>> Begin RECORDED INFORMATION

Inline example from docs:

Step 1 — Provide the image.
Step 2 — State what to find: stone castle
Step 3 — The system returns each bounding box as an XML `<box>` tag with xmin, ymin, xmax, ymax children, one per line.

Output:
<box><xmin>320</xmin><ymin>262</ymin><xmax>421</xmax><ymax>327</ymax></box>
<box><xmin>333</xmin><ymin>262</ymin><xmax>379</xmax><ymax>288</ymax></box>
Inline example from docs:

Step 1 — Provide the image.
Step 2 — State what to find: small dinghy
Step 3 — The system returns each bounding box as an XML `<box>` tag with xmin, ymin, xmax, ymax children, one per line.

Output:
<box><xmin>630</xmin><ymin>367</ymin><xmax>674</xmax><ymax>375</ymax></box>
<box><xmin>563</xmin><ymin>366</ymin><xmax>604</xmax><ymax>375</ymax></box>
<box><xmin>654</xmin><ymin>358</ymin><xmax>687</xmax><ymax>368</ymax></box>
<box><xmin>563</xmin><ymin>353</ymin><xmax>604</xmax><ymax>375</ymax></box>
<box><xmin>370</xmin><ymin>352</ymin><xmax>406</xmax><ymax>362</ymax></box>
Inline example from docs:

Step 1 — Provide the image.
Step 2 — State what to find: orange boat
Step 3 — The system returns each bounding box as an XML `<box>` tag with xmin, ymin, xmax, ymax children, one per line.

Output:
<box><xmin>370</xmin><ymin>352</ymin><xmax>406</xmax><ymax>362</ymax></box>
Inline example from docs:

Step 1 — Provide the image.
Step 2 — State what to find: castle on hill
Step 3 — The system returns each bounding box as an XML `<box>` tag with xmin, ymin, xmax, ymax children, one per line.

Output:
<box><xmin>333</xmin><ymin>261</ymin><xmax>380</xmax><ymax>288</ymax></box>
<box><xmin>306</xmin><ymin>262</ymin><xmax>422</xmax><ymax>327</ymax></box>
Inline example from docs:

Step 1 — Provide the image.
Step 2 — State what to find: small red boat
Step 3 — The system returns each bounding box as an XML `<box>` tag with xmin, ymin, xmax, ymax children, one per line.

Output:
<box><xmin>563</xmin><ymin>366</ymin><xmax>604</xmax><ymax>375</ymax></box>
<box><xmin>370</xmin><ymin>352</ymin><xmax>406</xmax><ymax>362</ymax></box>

>> End RECORDED INFORMATION

▶ _AIM_: Copy all the records above again, replacing every "boat" with "vessel" and leaving the rest unchanged.

▶ _SOLVED EXERCISE_:
Inline example from docs:

Step 1 — Provide the image.
Step 2 — State what to find: stone castle
Step 3 — The system returns each bounding box as an XML `<box>` tag with xmin, ymin, xmax, ymax children, one per line.

Output:
<box><xmin>320</xmin><ymin>262</ymin><xmax>421</xmax><ymax>327</ymax></box>
<box><xmin>333</xmin><ymin>262</ymin><xmax>379</xmax><ymax>288</ymax></box>
Inline example from docs:

Step 1 — Provide the image.
Step 2 — State what to find: small dinghy
Step 3 — The system returns each bounding box as an XML `<box>` tag with xmin, ymin, xmax, ymax children, one per line.

Output:
<box><xmin>630</xmin><ymin>367</ymin><xmax>674</xmax><ymax>375</ymax></box>
<box><xmin>563</xmin><ymin>366</ymin><xmax>604</xmax><ymax>375</ymax></box>
<box><xmin>654</xmin><ymin>358</ymin><xmax>687</xmax><ymax>368</ymax></box>
<box><xmin>563</xmin><ymin>353</ymin><xmax>604</xmax><ymax>375</ymax></box>
<box><xmin>370</xmin><ymin>352</ymin><xmax>406</xmax><ymax>362</ymax></box>
Inline example from docs:

Step 1 — Provide the image.
Step 2 — State what to find: orange vessel
Step 3 — The system returns each bounding box as an XML `<box>` tag with xmin, ymin, xmax, ymax children, one per line.

Output:
<box><xmin>370</xmin><ymin>352</ymin><xmax>406</xmax><ymax>362</ymax></box>
Inline example from docs:

Step 1 — Provide the image.
Step 2 — State what to find: castle on hill
Step 3 — The system returns each bounding box as an XML `<box>` tag with xmin, ymin, xmax, ymax children, one per line.

Output:
<box><xmin>333</xmin><ymin>261</ymin><xmax>380</xmax><ymax>288</ymax></box>
<box><xmin>306</xmin><ymin>262</ymin><xmax>422</xmax><ymax>327</ymax></box>
Inline example from docs:

Step 1 — Provide the image.
Step 2 — State what to find: small red vessel
Step 3 — The system returns each bounding box as an XML `<box>` tag with xmin, ymin, xmax, ymax children, one per line.

Output:
<box><xmin>563</xmin><ymin>366</ymin><xmax>604</xmax><ymax>375</ymax></box>
<box><xmin>370</xmin><ymin>352</ymin><xmax>406</xmax><ymax>362</ymax></box>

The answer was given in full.